[The task]: Search the records for the string "temple" and return each line that has it.

□ □ □ □

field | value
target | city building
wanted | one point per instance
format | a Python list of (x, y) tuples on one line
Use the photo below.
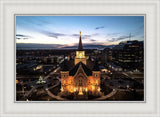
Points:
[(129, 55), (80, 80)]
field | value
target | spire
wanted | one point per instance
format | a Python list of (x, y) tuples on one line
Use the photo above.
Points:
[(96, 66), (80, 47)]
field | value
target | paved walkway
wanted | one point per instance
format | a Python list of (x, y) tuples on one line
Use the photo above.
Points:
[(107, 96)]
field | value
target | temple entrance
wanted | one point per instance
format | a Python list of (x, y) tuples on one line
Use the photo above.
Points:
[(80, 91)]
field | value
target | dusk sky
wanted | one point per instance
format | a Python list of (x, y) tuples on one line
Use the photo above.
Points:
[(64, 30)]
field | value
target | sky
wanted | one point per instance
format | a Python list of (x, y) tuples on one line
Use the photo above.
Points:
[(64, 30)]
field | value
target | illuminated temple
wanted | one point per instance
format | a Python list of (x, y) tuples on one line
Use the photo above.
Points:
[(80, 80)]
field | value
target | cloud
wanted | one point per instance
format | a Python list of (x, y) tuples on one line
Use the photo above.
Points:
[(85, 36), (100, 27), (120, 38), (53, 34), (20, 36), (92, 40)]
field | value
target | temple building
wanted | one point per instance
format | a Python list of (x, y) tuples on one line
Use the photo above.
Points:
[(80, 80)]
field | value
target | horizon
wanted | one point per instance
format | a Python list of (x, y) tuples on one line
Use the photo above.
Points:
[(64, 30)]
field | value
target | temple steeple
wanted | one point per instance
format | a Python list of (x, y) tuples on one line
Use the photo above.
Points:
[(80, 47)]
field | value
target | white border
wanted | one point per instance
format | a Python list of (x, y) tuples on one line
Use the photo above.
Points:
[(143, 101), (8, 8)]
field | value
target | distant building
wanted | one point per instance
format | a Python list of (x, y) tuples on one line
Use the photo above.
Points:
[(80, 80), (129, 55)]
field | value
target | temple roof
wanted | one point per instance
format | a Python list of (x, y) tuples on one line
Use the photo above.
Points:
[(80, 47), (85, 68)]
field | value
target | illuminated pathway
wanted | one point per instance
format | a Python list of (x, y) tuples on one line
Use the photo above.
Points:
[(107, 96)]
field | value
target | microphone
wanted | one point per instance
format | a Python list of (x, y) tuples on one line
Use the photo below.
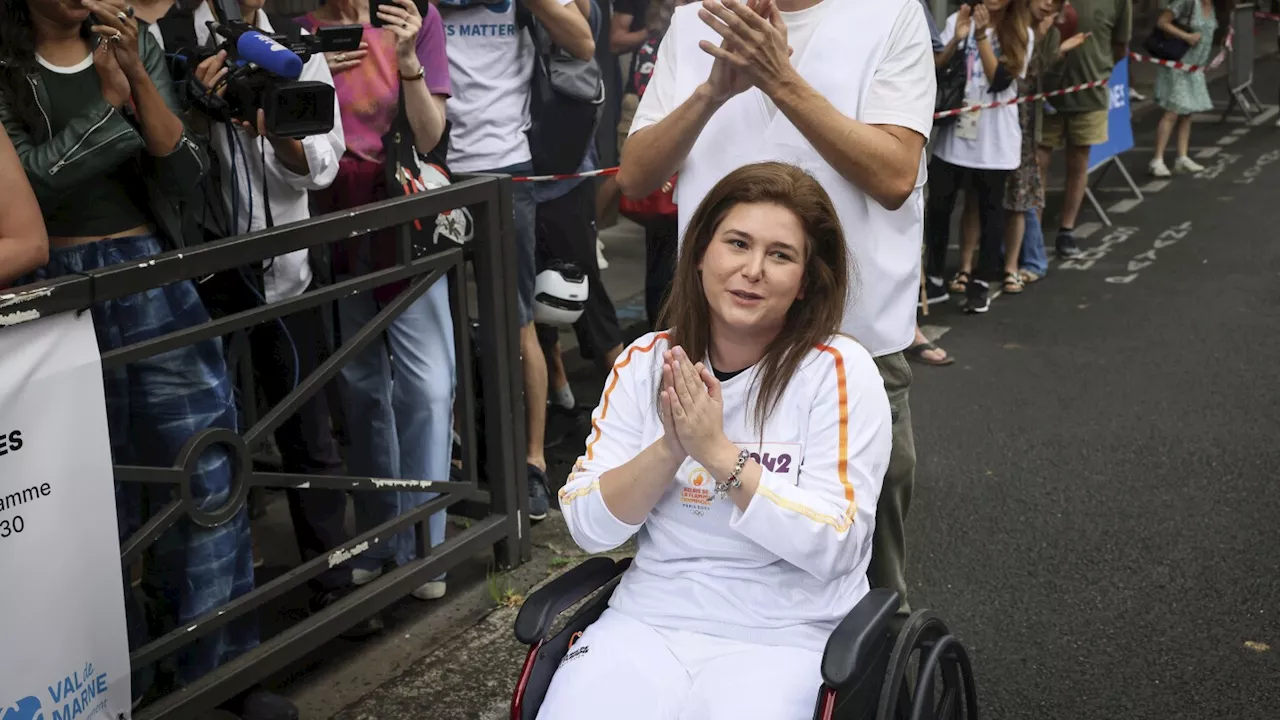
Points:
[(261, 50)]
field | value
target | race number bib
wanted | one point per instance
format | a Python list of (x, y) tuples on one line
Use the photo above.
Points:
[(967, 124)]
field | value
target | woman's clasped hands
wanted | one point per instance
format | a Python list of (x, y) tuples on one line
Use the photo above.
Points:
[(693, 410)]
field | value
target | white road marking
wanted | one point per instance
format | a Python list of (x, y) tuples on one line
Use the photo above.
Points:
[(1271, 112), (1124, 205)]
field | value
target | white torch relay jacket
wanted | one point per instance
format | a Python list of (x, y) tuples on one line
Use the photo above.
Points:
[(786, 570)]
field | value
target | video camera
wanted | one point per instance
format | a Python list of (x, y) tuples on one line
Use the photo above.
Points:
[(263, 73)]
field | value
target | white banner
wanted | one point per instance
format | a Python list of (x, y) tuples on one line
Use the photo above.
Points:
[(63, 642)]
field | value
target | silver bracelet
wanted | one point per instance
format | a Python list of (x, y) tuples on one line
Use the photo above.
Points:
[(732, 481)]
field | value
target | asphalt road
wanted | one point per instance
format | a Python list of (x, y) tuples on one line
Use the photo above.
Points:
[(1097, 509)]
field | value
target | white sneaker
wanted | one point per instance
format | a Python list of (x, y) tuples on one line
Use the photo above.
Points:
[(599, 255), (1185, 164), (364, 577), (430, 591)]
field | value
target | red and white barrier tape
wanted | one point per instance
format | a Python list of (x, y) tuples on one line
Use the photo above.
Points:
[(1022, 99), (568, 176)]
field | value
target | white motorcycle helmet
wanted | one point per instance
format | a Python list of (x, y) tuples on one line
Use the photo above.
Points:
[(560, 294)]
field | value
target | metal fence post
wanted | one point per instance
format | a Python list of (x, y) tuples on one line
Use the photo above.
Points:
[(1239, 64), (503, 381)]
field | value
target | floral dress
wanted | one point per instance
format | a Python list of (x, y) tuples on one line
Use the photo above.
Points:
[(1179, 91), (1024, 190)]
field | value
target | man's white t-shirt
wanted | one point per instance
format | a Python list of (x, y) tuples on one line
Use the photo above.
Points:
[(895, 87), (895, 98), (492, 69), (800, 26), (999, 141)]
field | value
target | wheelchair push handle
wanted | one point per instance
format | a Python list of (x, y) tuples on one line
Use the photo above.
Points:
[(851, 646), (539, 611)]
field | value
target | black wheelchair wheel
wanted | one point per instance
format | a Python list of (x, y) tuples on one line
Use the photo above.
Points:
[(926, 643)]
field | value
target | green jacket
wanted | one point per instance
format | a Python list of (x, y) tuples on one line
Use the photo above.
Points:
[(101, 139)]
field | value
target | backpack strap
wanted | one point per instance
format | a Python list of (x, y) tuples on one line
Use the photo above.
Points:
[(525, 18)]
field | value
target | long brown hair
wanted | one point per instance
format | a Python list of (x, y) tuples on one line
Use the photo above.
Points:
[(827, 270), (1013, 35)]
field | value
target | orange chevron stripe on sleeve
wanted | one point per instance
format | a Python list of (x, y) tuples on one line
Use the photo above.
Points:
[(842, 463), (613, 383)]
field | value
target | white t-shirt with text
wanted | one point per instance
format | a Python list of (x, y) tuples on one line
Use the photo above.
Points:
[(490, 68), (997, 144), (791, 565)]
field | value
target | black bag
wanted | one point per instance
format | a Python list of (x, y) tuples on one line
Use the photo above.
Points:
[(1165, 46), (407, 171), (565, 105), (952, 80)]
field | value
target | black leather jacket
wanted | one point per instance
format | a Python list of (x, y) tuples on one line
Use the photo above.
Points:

□ □ □ □

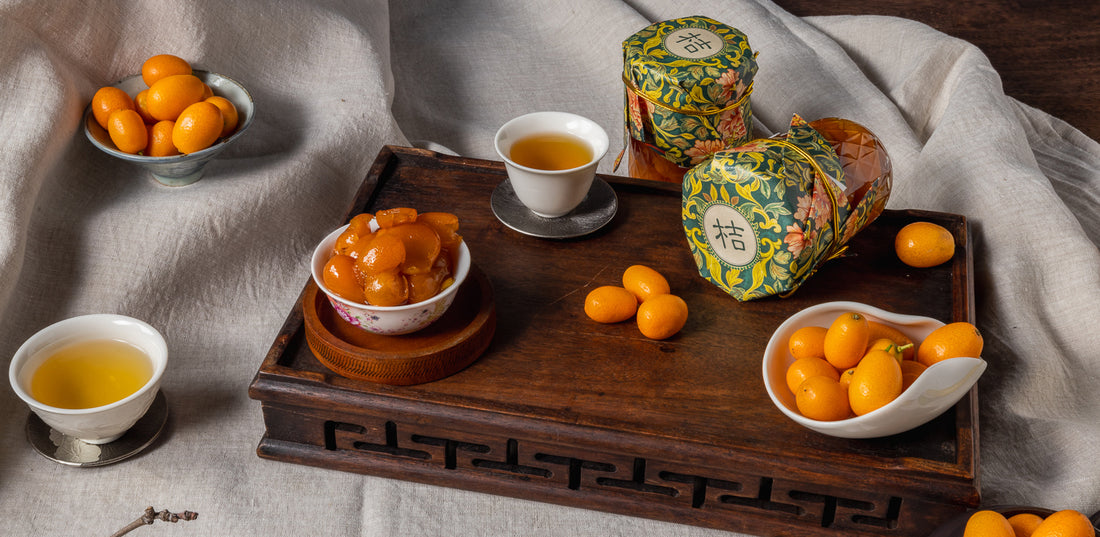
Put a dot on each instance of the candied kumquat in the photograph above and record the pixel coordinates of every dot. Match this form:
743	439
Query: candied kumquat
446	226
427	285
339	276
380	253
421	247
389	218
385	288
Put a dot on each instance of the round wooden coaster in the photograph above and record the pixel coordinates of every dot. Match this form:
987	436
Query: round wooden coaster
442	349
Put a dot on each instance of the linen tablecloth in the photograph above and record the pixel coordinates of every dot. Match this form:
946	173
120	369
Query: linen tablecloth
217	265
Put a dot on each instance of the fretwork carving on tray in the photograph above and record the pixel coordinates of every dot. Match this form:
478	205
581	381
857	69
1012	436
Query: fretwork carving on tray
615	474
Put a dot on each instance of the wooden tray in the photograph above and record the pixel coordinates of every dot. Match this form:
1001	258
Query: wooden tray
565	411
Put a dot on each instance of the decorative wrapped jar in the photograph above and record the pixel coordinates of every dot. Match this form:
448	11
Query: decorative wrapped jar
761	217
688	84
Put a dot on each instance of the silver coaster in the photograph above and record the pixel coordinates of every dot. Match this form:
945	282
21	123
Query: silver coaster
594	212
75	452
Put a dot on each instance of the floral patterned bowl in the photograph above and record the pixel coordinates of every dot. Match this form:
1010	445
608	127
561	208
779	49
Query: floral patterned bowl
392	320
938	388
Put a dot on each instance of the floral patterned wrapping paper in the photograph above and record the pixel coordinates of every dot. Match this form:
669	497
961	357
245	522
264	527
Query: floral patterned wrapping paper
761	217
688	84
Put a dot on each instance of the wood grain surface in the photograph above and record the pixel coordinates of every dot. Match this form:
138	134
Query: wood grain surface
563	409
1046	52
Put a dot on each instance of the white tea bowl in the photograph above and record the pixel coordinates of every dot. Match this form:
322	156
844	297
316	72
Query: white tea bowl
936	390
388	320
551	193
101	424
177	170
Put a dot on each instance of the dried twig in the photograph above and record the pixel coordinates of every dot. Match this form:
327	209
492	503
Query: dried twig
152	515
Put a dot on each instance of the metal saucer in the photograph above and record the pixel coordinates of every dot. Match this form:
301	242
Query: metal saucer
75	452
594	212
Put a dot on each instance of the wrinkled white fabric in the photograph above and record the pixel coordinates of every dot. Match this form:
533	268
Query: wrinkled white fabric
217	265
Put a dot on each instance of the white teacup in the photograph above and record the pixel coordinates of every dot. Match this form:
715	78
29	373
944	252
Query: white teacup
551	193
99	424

□ □ □ □

[Result of this exercise]:
target | temple entrance
target | illuminated temple
target | temple building
target | temple steeple
target | temple roof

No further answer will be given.